WORK TO COMPLETE – Keep the images out while you set down the data exactly.

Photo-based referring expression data
[Start of section]

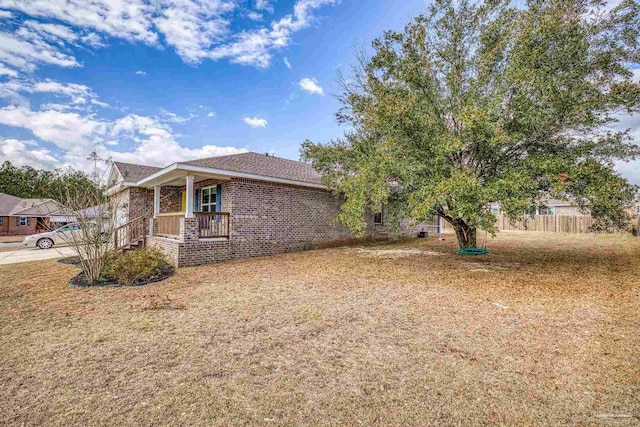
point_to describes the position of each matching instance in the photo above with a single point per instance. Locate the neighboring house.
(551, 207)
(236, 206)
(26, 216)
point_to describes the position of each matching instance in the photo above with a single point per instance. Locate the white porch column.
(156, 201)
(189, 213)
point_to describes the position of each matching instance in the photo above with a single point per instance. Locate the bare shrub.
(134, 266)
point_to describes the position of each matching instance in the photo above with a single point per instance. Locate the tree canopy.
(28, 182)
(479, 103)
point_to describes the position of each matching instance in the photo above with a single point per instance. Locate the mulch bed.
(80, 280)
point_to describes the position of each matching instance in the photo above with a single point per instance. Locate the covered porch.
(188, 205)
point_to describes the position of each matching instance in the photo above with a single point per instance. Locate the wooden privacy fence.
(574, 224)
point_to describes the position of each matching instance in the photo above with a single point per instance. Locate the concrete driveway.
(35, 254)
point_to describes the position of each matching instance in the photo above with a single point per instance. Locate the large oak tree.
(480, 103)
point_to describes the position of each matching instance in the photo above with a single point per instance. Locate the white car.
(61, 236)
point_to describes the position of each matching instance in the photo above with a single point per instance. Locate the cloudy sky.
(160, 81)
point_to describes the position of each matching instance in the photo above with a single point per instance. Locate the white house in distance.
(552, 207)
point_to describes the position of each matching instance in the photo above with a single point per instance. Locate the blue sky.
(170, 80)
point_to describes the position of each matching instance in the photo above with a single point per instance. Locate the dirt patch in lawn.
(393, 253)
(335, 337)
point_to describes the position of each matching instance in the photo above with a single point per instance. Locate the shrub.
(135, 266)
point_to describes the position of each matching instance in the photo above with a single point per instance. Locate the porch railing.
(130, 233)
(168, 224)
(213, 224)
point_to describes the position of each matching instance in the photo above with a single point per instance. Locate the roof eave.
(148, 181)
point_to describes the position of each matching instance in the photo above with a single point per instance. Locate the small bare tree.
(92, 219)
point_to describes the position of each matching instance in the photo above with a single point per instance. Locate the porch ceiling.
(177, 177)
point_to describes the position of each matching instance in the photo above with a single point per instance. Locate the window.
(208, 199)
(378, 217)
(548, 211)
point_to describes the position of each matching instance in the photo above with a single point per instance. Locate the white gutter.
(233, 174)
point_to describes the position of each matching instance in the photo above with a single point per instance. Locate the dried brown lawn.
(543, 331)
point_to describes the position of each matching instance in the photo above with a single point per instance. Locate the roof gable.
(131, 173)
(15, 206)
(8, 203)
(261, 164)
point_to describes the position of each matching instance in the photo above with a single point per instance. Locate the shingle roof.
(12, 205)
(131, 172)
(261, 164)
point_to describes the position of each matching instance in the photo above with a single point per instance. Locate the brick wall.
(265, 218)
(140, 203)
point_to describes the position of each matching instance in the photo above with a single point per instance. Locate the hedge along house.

[End of section]

ANSWER –
point_to describes the position of each matching instance in the photo above with a single point per instance. Locate the neighboring house.
(551, 207)
(236, 206)
(26, 216)
point_to describes the position of each matching instance in the photo above with a single point per instance. Locate the white porch column.
(156, 201)
(189, 213)
point_to describes the position of each matching instance in the photo above with a single point per instance. Locate the bare shrub.
(134, 266)
point_to describes the position of each matching instance in the photo above with a single point per instance. Locate the tree canopy.
(28, 182)
(479, 103)
point_to describes the position of each matching instance in the photo above with a single point per instance. Locate the mulch bed.
(80, 280)
point_to describes the position of each matching instance in the photo above with a single point per instance. Locate the covered porch.
(188, 205)
point_to describes the position of each matching instance in the photo above with a single point per instance. Locate the wooden privacy fence.
(574, 224)
point_to describes the position of each matching instance in the photo above with a single point per instance. Locate the concrete driveway.
(35, 254)
point_to describes the position of each matching instance in the photo above with a single point per instance. Locate the large oak tree.
(480, 103)
point_to describes the position of each matching instance in the photo above with a single point per instance. Locate the white car.
(61, 236)
point_to describes the position of each matching instance in the photo above with a single point per instance. Locate the cloudy sky.
(160, 81)
point_to describes the position of each matching instance in the photo above with a single point per instance. Locate the white house in distance.
(552, 207)
point_to describes the position of each matching instance in the photo above with a single point per instance. Locate the blue sky.
(170, 80)
point_to describes the position of each matching instance in the photo above with a single point per instance. Locate the dirt patch in lawn.
(393, 253)
(335, 337)
point_to describes the position of each matching instance in the photo above with a single point per instance. Locate the shrub.
(135, 266)
point_to describes the position of each matching instance in the photo above with a single point per instance. Locate the porch railing.
(130, 233)
(168, 224)
(213, 224)
point_to describes the position of each matching instance in the photo above with a single point per instance. Locate the roof eave.
(148, 181)
point_to describes the position of each matching instance in the photo above with a single point per instance. Locate the small bare tree.
(92, 219)
point_to describes the position of each matching instance in the photo above with a single point per instance. Locate the porch ceiling.
(177, 177)
point_to describes the position of each matching instance in the photo above with a single point per instance. Locate the window.
(208, 199)
(378, 217)
(548, 211)
point_to describes the position of each matching instance in the photo above with a single point per instance. Locate the white gutter.
(233, 174)
point_to describes the position of each matching instance in the photo above with a single point per instance. Locate the dried brown lawn.
(543, 331)
point_to describes the position of each matching instance in the photo above with a single point per instance. Locate the roof gable.
(131, 173)
(15, 206)
(8, 203)
(261, 164)
point_to describes the position of each matching instance in the photo above with a single point per instance. Locate the shingle roof.
(12, 205)
(131, 172)
(261, 164)
point_to describes the position of each matching instance in the photo above with a single point per instance. Locate the brick wall.
(265, 218)
(140, 203)
point_to describes the position of each matching instance in the photo above with a single point per instance. Locate the hedge along house.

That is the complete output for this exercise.